◆ **EXERCISE PROMPT**:
For each of statements (a), (b) and (c), state whether it agrees with the passage on swarm intelligence, and support each yes or no with the deciding words quoted exactly from the passage: (a) ants use chemical traces; (b) much research has been done on human swarming; (c) feedback is provided in an open-loop process.

Swarm intelligence is the self-organization of systems for collective decentralized behavior. Swarm intelligence enables groups to converge and create an independent organism that can do things that individuals can’t do on their own.

Why can’t humans swarm? Fish detect ripples in the water. Birds use motion detected through the flock. Ants leverage chemical traces. Until recently, there’s been little research conducted on “human swarming.” If nature can work together, why can’t humans use similar decision spaces to arrive at a preferred solution? Will the next generation of breakthrough innovation stem from the wisdom of the crowd — swarm intelligence?

Whether we’re talking about nature, humans or robots, swarm intelligence creates a virtual platform to enable distributed engagement from system users. Through this engagement, feedback can be provided in a closed-loop, swarming process.

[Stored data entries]

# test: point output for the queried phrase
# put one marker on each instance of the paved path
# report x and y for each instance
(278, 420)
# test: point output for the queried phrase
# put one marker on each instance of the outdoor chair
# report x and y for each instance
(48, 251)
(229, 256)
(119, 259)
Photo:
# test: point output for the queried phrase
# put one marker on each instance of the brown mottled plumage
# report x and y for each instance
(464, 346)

◆ **OUTPUT FOR THIS TASK**:
(a) Yes: "Ants leverage chemical traces."
(b) No: "Until recently, there’s been little research conducted on “human swarming.”"
(c) No: "feedback can be provided in a closed-loop, swarming process."